Start of Provided information

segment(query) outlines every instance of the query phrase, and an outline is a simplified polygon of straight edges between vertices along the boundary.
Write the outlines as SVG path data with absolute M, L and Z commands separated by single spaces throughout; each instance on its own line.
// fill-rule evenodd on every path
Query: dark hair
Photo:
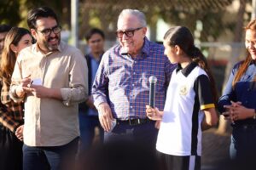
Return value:
M 217 90 L 215 87 L 215 81 L 212 71 L 208 66 L 207 60 L 201 50 L 195 46 L 194 37 L 189 28 L 185 26 L 174 26 L 170 28 L 165 34 L 164 39 L 169 42 L 168 45 L 179 48 L 192 59 L 192 60 L 198 64 L 207 74 L 210 82 L 211 89 L 213 94 L 215 102 L 217 102 Z
M 9 31 L 12 27 L 9 25 L 3 24 L 0 25 L 0 33 Z
M 0 65 L 0 77 L 9 85 L 10 84 L 12 73 L 16 61 L 15 54 L 11 50 L 10 46 L 11 44 L 17 46 L 22 37 L 26 34 L 31 36 L 30 31 L 25 28 L 13 27 L 5 37 L 4 48 Z
M 37 28 L 37 20 L 40 17 L 47 18 L 52 17 L 54 18 L 57 24 L 59 25 L 59 20 L 57 18 L 56 14 L 48 7 L 41 7 L 38 8 L 33 8 L 28 12 L 27 14 L 27 26 L 30 29 L 36 29 Z
M 247 24 L 247 26 L 245 27 L 245 31 L 247 31 L 247 30 L 256 31 L 256 20 L 253 20 Z M 248 51 L 247 51 L 247 58 L 242 61 L 242 63 L 241 64 L 241 65 L 238 68 L 236 74 L 235 75 L 235 78 L 232 82 L 233 88 L 235 87 L 235 84 L 240 80 L 241 76 L 246 72 L 246 71 L 247 70 L 248 65 L 250 65 L 252 60 L 253 60 L 253 59 L 252 59 L 251 54 L 248 53 Z M 256 76 L 253 79 L 253 82 L 254 81 L 256 81 Z
M 105 34 L 102 30 L 100 30 L 98 28 L 92 28 L 85 34 L 85 36 L 84 36 L 85 40 L 88 42 L 90 40 L 90 38 L 92 37 L 92 35 L 94 35 L 94 34 L 100 34 L 102 36 L 102 37 L 103 39 L 105 39 Z

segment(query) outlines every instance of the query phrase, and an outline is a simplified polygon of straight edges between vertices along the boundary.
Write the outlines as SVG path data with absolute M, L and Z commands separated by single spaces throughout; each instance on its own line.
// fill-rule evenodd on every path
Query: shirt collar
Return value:
M 142 48 L 142 55 L 143 54 L 145 54 L 146 56 L 147 55 L 149 55 L 149 40 L 145 37 L 144 37 L 144 43 L 143 43 L 143 48 Z M 121 55 L 128 55 L 128 53 L 125 49 L 124 49 L 124 48 L 121 48 L 121 50 L 120 50 L 120 53 L 121 53 Z
M 195 62 L 191 62 L 189 65 L 188 65 L 185 68 L 183 69 L 181 65 L 177 64 L 176 72 L 181 71 L 183 75 L 184 75 L 185 76 L 188 76 L 189 75 L 189 73 L 193 71 L 193 69 L 196 66 L 197 66 L 197 64 Z
M 60 42 L 60 44 L 59 44 L 59 46 L 58 46 L 58 48 L 57 48 L 57 50 L 55 50 L 55 51 L 62 52 L 62 51 L 64 50 L 64 48 L 65 48 L 65 43 L 63 43 L 63 42 L 61 41 L 61 42 Z M 43 54 L 42 51 L 40 50 L 40 48 L 39 48 L 39 46 L 38 46 L 38 43 L 37 43 L 37 42 L 36 42 L 35 45 L 32 47 L 32 50 L 33 50 L 34 52 L 40 53 L 40 54 L 42 54 L 43 55 L 49 55 L 50 54 L 55 52 L 55 51 L 50 51 L 50 52 L 49 52 L 48 54 Z

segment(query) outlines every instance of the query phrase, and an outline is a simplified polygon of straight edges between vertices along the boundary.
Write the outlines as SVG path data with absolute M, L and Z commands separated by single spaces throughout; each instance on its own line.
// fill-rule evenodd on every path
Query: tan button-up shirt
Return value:
M 64 42 L 59 50 L 44 54 L 36 44 L 17 58 L 10 96 L 25 100 L 24 143 L 29 146 L 58 146 L 79 136 L 78 104 L 88 96 L 88 69 L 81 52 Z M 18 99 L 15 89 L 29 76 L 46 88 L 61 89 L 62 101 L 26 94 Z M 38 81 L 40 80 L 40 81 Z

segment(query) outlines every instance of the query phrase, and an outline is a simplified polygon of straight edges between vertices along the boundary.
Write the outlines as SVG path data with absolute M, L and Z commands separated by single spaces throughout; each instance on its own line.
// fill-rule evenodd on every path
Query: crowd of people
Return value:
M 217 109 L 233 128 L 234 168 L 254 169 L 256 20 L 219 99 L 185 26 L 171 27 L 159 44 L 146 37 L 143 12 L 123 9 L 119 43 L 105 51 L 104 32 L 92 28 L 84 55 L 61 41 L 50 8 L 30 10 L 27 26 L 0 25 L 0 169 L 199 170 L 202 131 L 218 123 Z

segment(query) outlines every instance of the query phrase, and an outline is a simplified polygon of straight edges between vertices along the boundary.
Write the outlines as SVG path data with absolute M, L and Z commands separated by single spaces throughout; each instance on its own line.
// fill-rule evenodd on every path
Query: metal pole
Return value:
M 79 48 L 79 0 L 71 1 L 71 39 L 72 44 Z

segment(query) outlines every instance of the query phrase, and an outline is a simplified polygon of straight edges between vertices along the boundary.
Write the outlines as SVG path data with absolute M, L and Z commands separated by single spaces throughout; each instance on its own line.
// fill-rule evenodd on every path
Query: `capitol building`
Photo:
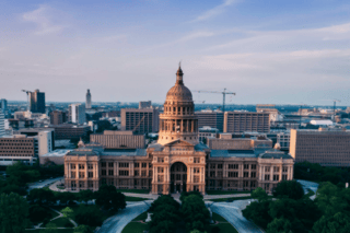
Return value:
M 147 149 L 106 149 L 84 144 L 65 156 L 68 190 L 97 190 L 103 184 L 118 189 L 149 189 L 152 194 L 198 190 L 272 191 L 281 180 L 293 179 L 294 160 L 272 149 L 267 138 L 220 138 L 199 141 L 198 119 L 179 67 L 160 115 L 156 143 Z

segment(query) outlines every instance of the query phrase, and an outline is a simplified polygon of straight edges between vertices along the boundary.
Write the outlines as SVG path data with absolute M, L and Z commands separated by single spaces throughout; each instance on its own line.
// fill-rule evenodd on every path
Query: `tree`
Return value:
M 304 189 L 296 180 L 283 180 L 278 183 L 277 187 L 273 189 L 273 196 L 278 198 L 288 197 L 298 200 L 304 197 Z
M 268 195 L 262 188 L 258 187 L 252 193 L 252 198 L 257 199 L 259 202 L 261 202 L 268 199 Z
M 18 194 L 0 195 L 0 232 L 21 233 L 28 217 L 28 203 Z
M 26 199 L 32 203 L 50 205 L 55 200 L 55 195 L 48 188 L 34 188 L 30 191 Z
M 75 210 L 75 221 L 79 224 L 90 226 L 101 225 L 103 222 L 102 215 L 102 211 L 96 206 L 80 205 L 78 210 Z
M 103 185 L 95 193 L 96 203 L 106 210 L 118 211 L 126 208 L 125 195 L 117 191 L 115 186 Z
M 89 225 L 79 225 L 74 229 L 74 233 L 93 233 Z
M 267 225 L 267 233 L 290 233 L 292 229 L 292 223 L 284 218 L 280 219 L 273 219 L 272 222 L 270 222 Z

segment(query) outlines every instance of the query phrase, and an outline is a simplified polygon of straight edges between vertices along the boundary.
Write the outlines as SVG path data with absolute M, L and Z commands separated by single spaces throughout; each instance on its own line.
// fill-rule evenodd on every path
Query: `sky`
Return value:
M 179 61 L 228 104 L 350 105 L 350 2 L 0 0 L 0 98 L 162 103 Z

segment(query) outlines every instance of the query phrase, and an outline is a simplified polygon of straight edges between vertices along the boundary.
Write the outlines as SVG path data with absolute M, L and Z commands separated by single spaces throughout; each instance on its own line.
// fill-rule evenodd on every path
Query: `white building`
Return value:
M 69 105 L 69 115 L 72 123 L 83 125 L 86 123 L 85 106 L 83 104 Z

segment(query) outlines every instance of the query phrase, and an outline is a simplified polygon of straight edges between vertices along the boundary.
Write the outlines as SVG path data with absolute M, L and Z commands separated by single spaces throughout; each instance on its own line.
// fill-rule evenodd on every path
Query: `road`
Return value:
M 28 190 L 32 190 L 34 188 L 44 188 L 44 187 L 47 187 L 49 186 L 51 183 L 55 183 L 57 180 L 60 180 L 62 179 L 63 177 L 57 177 L 57 178 L 48 178 L 48 179 L 45 179 L 43 182 L 35 182 L 35 183 L 32 183 L 32 184 L 28 184 Z
M 225 218 L 240 233 L 264 233 L 261 229 L 259 229 L 253 222 L 246 220 L 242 215 L 242 210 L 245 209 L 246 206 L 249 205 L 248 200 L 235 200 L 233 202 L 209 202 L 212 212 L 215 212 L 223 218 Z
M 132 219 L 147 211 L 153 200 L 127 202 L 124 210 L 104 221 L 98 233 L 120 233 Z

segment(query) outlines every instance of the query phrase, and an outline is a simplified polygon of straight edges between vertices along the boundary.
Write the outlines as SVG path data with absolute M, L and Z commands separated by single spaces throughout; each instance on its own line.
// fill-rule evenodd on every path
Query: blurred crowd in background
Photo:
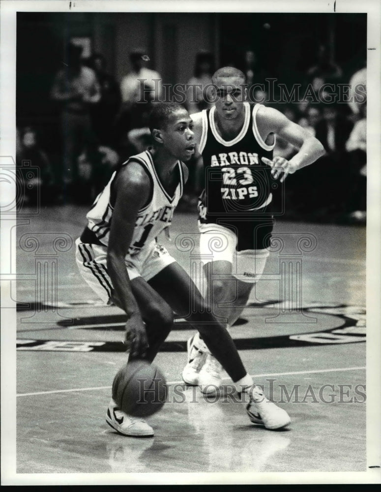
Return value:
M 266 79 L 272 74 L 261 67 L 255 50 L 243 50 L 242 55 L 242 62 L 230 64 L 244 72 L 249 87 L 264 84 L 265 88 Z M 118 166 L 150 145 L 147 119 L 152 101 L 163 95 L 161 77 L 148 67 L 149 60 L 144 50 L 135 49 L 129 56 L 132 69 L 118 82 L 108 72 L 103 56 L 95 53 L 85 58 L 81 46 L 66 45 L 62 67 L 55 74 L 50 94 L 59 128 L 59 152 L 49 155 L 32 125 L 17 128 L 18 166 L 30 161 L 39 169 L 39 175 L 29 180 L 27 200 L 32 201 L 33 193 L 39 192 L 43 205 L 90 204 Z M 311 66 L 301 79 L 298 76 L 301 93 L 310 84 L 317 95 L 326 83 L 350 84 L 352 88 L 366 83 L 365 60 L 361 69 L 348 73 L 321 45 L 316 53 L 311 54 L 310 61 Z M 213 53 L 198 53 L 193 76 L 182 81 L 197 88 L 189 90 L 185 102 L 191 114 L 210 106 L 204 89 L 211 84 L 211 76 L 219 67 L 215 64 Z M 144 100 L 141 79 L 145 81 Z M 366 210 L 366 100 L 327 103 L 307 97 L 297 103 L 274 103 L 269 101 L 265 88 L 251 93 L 251 103 L 260 100 L 276 108 L 315 136 L 326 151 L 317 163 L 286 180 L 286 218 L 363 221 Z M 290 158 L 296 152 L 292 145 L 277 139 L 274 155 Z M 203 173 L 192 161 L 188 165 L 190 177 L 179 206 L 193 211 L 203 187 Z

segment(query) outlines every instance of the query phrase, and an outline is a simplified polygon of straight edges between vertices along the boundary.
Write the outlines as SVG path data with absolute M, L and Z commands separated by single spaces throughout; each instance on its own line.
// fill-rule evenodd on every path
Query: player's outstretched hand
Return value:
M 282 175 L 280 179 L 281 183 L 283 183 L 289 174 L 293 174 L 296 170 L 296 167 L 290 161 L 279 156 L 274 157 L 272 160 L 267 159 L 266 157 L 263 157 L 262 162 L 272 168 L 271 175 L 274 179 L 277 180 Z
M 140 313 L 133 314 L 126 323 L 124 342 L 133 357 L 144 358 L 148 348 L 146 326 Z

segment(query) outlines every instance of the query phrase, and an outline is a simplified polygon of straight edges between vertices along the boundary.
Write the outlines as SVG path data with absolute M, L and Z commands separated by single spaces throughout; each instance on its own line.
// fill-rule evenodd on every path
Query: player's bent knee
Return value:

End of Provided information

Stated goal: Count the lines in the listing above that contain the string "crowd", treating case as significant, and give only that number.

The reply: 2